§ **Records for the task**:
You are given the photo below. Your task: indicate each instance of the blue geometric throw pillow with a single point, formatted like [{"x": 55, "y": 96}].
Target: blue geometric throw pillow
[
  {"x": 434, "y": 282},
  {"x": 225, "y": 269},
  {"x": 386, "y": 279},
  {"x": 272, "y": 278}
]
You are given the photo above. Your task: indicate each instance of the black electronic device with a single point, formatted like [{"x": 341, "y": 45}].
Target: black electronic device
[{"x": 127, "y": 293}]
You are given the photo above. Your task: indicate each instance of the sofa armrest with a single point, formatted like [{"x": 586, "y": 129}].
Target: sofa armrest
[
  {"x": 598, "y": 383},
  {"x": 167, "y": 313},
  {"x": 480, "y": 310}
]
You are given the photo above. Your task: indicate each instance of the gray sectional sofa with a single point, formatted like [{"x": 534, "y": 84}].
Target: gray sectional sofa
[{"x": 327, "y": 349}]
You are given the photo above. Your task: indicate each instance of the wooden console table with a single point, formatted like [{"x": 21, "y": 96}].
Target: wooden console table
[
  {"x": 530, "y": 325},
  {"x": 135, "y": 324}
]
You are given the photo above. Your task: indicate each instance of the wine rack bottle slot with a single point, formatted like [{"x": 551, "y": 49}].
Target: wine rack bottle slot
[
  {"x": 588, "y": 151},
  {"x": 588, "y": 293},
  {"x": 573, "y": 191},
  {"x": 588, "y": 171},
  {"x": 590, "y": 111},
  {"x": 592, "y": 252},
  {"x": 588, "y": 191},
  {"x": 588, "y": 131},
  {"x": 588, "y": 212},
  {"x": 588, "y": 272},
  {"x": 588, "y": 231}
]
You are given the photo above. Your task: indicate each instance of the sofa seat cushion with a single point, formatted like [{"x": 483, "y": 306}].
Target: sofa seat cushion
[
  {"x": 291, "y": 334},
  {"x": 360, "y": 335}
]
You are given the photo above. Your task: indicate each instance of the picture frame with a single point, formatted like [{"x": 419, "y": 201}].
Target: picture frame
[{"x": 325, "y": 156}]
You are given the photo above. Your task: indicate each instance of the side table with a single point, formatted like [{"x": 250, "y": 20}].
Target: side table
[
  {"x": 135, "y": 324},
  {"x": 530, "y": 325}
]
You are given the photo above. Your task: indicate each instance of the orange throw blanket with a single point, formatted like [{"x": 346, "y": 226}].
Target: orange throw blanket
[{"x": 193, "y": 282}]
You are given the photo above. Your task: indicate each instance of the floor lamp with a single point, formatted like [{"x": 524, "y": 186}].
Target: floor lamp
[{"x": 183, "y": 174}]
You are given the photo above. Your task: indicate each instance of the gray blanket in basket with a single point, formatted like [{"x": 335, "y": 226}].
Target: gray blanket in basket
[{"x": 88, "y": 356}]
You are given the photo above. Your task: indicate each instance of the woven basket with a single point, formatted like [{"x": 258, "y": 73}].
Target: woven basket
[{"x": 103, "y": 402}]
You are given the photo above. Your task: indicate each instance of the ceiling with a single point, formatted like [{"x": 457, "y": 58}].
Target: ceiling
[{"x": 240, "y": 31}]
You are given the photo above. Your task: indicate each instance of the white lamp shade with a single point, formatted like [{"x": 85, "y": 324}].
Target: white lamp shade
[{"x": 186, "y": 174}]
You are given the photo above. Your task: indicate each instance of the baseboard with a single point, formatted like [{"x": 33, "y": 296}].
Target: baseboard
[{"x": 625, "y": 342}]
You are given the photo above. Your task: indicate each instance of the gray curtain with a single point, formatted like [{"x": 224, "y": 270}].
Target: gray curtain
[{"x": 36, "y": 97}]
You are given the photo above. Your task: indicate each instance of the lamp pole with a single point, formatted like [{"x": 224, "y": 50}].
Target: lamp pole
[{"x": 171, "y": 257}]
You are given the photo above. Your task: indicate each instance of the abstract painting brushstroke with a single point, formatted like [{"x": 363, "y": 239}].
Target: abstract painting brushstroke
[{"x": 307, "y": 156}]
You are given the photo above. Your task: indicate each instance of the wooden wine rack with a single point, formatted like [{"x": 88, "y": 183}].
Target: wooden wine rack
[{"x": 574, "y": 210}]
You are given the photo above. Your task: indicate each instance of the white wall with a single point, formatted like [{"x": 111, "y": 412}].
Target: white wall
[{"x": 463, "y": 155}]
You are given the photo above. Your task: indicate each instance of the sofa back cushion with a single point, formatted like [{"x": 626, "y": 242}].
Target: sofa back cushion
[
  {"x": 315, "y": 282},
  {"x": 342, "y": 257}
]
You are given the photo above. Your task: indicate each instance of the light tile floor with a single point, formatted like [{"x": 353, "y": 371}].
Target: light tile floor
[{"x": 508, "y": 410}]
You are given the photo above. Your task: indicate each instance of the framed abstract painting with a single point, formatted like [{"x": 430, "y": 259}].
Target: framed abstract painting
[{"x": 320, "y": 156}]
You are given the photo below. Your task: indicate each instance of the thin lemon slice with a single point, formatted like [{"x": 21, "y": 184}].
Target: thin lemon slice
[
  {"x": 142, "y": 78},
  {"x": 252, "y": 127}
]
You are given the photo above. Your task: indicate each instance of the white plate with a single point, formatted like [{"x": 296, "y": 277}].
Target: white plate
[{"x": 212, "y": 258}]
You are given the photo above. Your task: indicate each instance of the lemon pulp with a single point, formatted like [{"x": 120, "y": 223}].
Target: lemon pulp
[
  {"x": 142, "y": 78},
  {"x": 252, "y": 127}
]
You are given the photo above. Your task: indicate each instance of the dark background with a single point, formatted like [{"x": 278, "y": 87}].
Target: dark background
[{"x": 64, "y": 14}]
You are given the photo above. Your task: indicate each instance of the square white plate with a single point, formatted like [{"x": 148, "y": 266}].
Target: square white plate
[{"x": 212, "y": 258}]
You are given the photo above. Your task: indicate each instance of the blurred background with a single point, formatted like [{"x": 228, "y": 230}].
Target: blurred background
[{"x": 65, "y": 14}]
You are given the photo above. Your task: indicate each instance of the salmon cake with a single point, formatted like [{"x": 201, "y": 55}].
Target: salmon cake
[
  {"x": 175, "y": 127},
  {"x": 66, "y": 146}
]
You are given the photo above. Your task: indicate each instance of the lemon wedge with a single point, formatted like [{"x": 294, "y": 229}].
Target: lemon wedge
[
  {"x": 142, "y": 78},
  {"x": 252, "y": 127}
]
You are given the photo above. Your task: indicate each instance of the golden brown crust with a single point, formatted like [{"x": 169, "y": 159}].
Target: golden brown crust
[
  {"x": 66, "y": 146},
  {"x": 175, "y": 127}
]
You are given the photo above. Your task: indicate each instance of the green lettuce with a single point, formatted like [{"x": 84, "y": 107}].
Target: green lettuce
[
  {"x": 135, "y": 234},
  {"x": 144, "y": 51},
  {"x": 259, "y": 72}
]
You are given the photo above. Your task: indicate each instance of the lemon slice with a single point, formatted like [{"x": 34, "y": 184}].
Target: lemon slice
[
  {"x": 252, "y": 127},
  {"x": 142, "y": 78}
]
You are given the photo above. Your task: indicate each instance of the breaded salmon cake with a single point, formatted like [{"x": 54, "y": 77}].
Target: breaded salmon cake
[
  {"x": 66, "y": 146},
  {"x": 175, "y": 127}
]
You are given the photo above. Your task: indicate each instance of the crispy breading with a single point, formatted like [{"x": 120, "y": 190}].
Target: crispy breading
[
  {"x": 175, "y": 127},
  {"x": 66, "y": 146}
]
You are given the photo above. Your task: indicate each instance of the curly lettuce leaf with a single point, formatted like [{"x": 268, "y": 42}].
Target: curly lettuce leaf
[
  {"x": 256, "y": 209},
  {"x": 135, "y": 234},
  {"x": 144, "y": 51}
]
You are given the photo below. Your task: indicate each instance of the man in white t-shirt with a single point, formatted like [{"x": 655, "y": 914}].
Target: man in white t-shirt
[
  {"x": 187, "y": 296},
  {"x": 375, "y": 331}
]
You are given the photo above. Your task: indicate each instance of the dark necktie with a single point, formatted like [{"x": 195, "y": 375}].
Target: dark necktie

§ **Objective**: Repeat exactly, and only, the lines from the line with "the lemon slice" through the end of the listing above, both ends included.

§ **Output for this exercise**:
You are given the photo above. Your task: indicate each instance of the lemon slice with a single point, formatted like [{"x": 34, "y": 184}].
Target: lemon slice
[
  {"x": 252, "y": 127},
  {"x": 142, "y": 78}
]
You are given the photo above. Your task: indicate each instance of the breaded salmon cake with a single point, formatted like [{"x": 54, "y": 77}].
Target: breaded salmon cake
[
  {"x": 66, "y": 146},
  {"x": 175, "y": 127}
]
You are given the photo above. Your task: indicate each instance of the crispy breading with a single point, formatted like [{"x": 120, "y": 190}].
Target: crispy breading
[
  {"x": 175, "y": 127},
  {"x": 66, "y": 146}
]
You are given the photo above. Your task: indicate each instance of the curly lettuce leaf with a single point, formatted like [{"x": 268, "y": 42}].
Target: curly lettuce leaf
[
  {"x": 256, "y": 209},
  {"x": 135, "y": 234},
  {"x": 144, "y": 51}
]
You are given the photo below. Your task: indicate each instance of the man in white t-shirt with a single point, formatted like [{"x": 655, "y": 914}].
Target: man in white t-shirt
[
  {"x": 187, "y": 296},
  {"x": 375, "y": 331}
]
You are given the photo above. Your task: indicate each instance of the dark necktie with a single point, formatted like [{"x": 195, "y": 375}].
Target: dark necktie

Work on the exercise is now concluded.